[Saved entries]

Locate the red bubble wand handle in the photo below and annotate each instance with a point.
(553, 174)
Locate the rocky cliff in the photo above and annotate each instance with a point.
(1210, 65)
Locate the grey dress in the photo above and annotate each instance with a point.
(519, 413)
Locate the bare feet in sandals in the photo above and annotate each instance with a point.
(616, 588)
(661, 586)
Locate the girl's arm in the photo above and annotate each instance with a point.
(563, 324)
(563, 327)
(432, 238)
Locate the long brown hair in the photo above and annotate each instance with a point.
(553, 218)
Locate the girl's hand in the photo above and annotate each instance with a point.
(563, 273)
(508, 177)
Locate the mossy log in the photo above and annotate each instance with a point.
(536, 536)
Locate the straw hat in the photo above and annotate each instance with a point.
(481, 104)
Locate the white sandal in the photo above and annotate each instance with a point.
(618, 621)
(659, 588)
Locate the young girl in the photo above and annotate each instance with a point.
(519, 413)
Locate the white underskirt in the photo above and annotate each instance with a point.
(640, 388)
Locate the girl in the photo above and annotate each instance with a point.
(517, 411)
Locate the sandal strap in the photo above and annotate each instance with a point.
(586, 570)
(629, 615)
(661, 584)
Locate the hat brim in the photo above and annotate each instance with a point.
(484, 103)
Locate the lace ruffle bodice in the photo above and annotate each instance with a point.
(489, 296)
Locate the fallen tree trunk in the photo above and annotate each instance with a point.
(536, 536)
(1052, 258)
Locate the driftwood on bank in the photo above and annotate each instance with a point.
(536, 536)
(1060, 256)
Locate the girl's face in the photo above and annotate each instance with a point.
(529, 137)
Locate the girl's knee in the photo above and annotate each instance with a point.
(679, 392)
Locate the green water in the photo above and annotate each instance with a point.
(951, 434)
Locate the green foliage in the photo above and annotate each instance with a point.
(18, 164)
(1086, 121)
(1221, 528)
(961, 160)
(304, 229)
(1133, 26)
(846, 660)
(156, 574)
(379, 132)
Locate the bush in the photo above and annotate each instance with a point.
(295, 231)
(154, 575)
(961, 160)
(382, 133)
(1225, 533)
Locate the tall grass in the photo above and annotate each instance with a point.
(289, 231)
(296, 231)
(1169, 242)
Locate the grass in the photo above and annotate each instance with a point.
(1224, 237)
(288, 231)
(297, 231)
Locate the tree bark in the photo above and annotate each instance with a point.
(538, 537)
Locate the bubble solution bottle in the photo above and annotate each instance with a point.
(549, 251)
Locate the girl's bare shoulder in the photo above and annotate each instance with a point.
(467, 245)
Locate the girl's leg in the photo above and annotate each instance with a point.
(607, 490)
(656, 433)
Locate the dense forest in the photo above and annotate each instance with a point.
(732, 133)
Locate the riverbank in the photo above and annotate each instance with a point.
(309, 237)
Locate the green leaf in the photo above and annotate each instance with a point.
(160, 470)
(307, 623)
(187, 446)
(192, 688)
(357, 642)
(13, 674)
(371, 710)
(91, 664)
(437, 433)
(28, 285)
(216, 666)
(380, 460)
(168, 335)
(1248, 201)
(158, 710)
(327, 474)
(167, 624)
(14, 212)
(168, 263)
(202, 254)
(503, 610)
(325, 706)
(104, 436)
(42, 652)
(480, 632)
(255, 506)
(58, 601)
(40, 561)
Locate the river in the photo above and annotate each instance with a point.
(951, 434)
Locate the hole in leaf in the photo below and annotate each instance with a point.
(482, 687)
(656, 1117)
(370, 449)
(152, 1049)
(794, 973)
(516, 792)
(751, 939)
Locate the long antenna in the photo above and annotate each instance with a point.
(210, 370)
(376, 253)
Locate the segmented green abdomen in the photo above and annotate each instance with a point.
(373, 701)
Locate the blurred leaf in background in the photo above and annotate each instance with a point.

» PROBLEM
Now that the records have been shown, restate each one word for word.

» FINAL ANSWER
Locate the red bubble wand handle in the photo below and annotate each instance with a point.
(553, 174)
Locate the rocky cliff in the photo above and annotate each instance with a point.
(1210, 65)
Locate the grey dress in the photo above and annotate each instance with a point.
(519, 413)
Locate the bare feet in sandals in the photo above and annotate each instance with a point.
(616, 588)
(661, 586)
Locate the girl's arm in the photo above and annotate each instance with a point.
(563, 324)
(563, 327)
(432, 238)
Locate the long brown hair in the photo above and annotate each instance with a point.
(553, 218)
Locate the girl's hand in the photo above and annotate each instance with a point.
(563, 273)
(508, 177)
Locate the mossy log in the photo above and annotate each instance with a point.
(536, 536)
Locate the straw hat in the photo above and annotate each instance with a point.
(481, 104)
Locate the white sandal in the photo above and annotate each instance with a point.
(618, 621)
(659, 588)
Locate the young girl in the photo above and annotate each instance with a point.
(519, 413)
Locate the white underskirt in the photo above and annotate each instance with a point.
(640, 388)
Locate the girl in the photo above and annotate each instance with a point.
(517, 411)
Locate the sandal strap in the photo above and annotate each instance with a point.
(586, 570)
(629, 615)
(661, 584)
Locate the hat brim in the photo above and annotate each instance with a point.
(484, 103)
Locate the lace ruffle bodice in the photo above and annotate each instance with a point.
(489, 296)
Locate the fallen tree trunk in the photo above and annotate each instance with a point.
(536, 536)
(1052, 258)
Locate the driftwood on bank in the photo above and annotate each instance with a point.
(536, 536)
(1060, 256)
Locate the girl's face in the photo above and annotate each instance with a point.
(529, 137)
Locate the girl's knee in the photo above and annotate each instance with a point.
(679, 392)
Locate the green water in the photo above and annotate each instance with a point.
(951, 434)
Locate the green foliage in the photo above and annotate each instance with a point.
(18, 164)
(1086, 121)
(1221, 528)
(961, 160)
(304, 229)
(1133, 26)
(846, 660)
(156, 574)
(379, 132)
Locate the bush in the photo above and annotate each instance with a point.
(295, 231)
(154, 575)
(961, 160)
(382, 133)
(1225, 533)
Locate the tall grass in the photo above and annotate each instance with a point.
(289, 231)
(296, 231)
(1169, 242)
Locate the grass in the photo above and annotate each instance with a point.
(1224, 237)
(288, 231)
(297, 231)
Locate the tree bark in the photo above and annotate each instance with a point.
(538, 537)
Locate the bubble solution bottle in the photo above and annotate each instance with a point.
(549, 251)
Locate the girl's bare shoulder in the photo above and annotate each instance with a point.
(467, 245)
Locate the girl's leg in the photo above and annotate each instance with a point.
(607, 490)
(656, 433)
Locate the dense forest in the photo above and annotate each instance with a point.
(732, 133)
Locate the riverbank in the photo above and annotate each instance with a point.
(309, 237)
Locate the green leaf in the photo above and annotate each instance with a point.
(160, 470)
(307, 623)
(187, 446)
(192, 688)
(357, 642)
(13, 674)
(371, 710)
(91, 664)
(437, 433)
(28, 285)
(216, 666)
(380, 460)
(168, 335)
(1248, 201)
(158, 710)
(327, 474)
(167, 624)
(14, 212)
(168, 263)
(202, 254)
(503, 610)
(325, 706)
(104, 436)
(42, 652)
(480, 632)
(255, 506)
(58, 601)
(40, 561)
Locate the river in the photo above and annotate each instance with a point.
(951, 434)
Locate the hole in leaf in the photo below and annotate each instance with a point.
(482, 687)
(656, 1117)
(370, 449)
(152, 1049)
(794, 973)
(516, 792)
(751, 939)
Locate the long antenna in the photo above and annotate each instance with a point.
(210, 370)
(376, 253)
Locate the segmented green abdomen in the photo above and annotate each instance with a point.
(373, 701)
Locate the blurred leaf in background in the photo above and annotate each instance with a point.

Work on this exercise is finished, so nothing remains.